Rewrite the items as a numbered list, from the beginning through the line holding "positive clicks: (320, 357)", inclusive, leaving out any blank lines and the pictures.
--------------------------------------------------
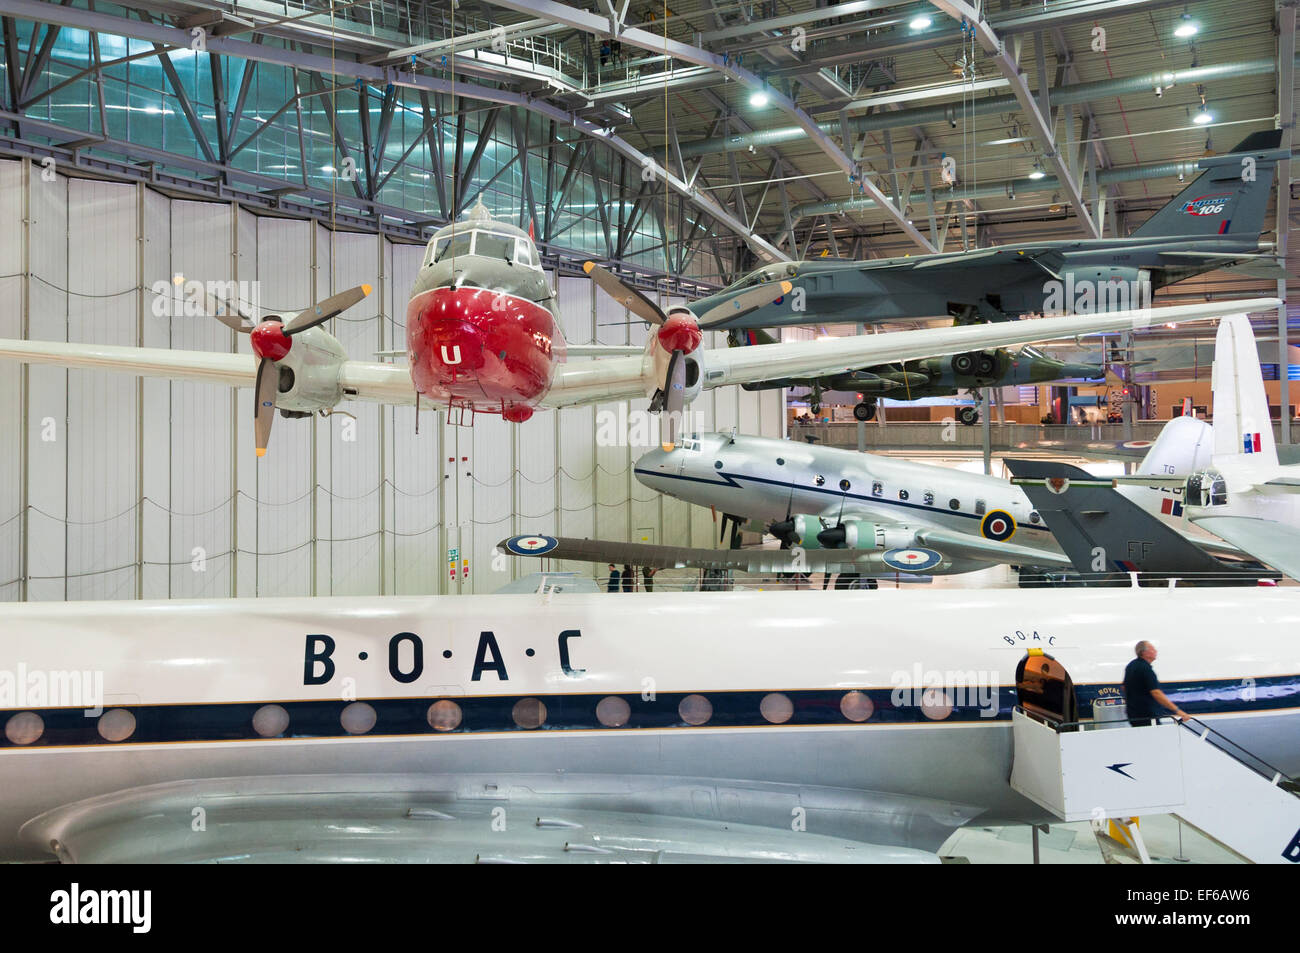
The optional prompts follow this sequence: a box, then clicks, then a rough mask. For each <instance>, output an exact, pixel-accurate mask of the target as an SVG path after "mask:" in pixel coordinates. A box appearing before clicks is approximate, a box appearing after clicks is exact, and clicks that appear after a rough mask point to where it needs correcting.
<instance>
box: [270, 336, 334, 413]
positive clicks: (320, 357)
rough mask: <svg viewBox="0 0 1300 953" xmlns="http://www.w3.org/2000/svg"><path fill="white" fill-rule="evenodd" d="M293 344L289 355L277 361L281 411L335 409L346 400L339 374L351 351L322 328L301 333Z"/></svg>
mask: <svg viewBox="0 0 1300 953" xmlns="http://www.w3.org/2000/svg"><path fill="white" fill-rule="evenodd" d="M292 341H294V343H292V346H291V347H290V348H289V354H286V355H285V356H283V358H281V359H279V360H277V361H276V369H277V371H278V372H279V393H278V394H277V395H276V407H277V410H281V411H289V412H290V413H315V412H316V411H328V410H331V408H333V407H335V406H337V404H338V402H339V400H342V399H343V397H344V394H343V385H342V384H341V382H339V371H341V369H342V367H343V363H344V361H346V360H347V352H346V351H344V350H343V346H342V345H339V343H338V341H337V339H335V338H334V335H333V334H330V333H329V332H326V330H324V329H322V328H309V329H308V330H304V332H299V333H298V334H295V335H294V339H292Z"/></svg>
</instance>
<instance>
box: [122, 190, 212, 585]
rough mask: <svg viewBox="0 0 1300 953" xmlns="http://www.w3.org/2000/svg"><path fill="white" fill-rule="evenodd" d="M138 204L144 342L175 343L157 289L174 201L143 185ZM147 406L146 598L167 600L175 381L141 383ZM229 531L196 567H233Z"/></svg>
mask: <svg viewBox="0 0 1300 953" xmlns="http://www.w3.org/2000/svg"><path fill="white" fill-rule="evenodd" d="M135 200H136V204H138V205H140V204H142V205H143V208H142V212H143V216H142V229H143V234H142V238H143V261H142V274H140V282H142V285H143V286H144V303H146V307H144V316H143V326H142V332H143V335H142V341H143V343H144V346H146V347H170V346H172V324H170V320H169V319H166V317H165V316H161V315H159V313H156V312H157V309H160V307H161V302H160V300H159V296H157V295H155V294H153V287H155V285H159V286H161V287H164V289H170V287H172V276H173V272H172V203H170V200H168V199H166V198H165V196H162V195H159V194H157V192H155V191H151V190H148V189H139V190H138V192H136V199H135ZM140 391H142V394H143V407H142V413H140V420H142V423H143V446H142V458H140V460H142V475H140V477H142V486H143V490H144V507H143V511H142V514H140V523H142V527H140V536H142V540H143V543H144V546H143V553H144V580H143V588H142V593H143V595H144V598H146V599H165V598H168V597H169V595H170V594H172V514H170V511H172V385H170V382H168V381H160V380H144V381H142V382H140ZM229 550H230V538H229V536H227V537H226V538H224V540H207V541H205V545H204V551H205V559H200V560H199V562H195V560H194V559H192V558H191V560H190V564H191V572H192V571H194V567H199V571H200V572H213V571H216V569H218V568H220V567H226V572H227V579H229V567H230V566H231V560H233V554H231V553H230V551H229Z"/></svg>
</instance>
--------------------------------------------------
WRITTEN ANSWER:
1. The optional prompts follow this sequence: a box, then clicks, then a rough mask. For each <instance>, output an exact, pixel-accurate mask of the target as an SVG path after "mask:" in pixel coordinates. A box appearing before clicks is approximate, a box appearing after clicks is exact, and clicks that appear after a rough mask point to where it needs correcting.
2. <instance>
3. box: [270, 336, 334, 413]
4. positive clicks: (320, 357)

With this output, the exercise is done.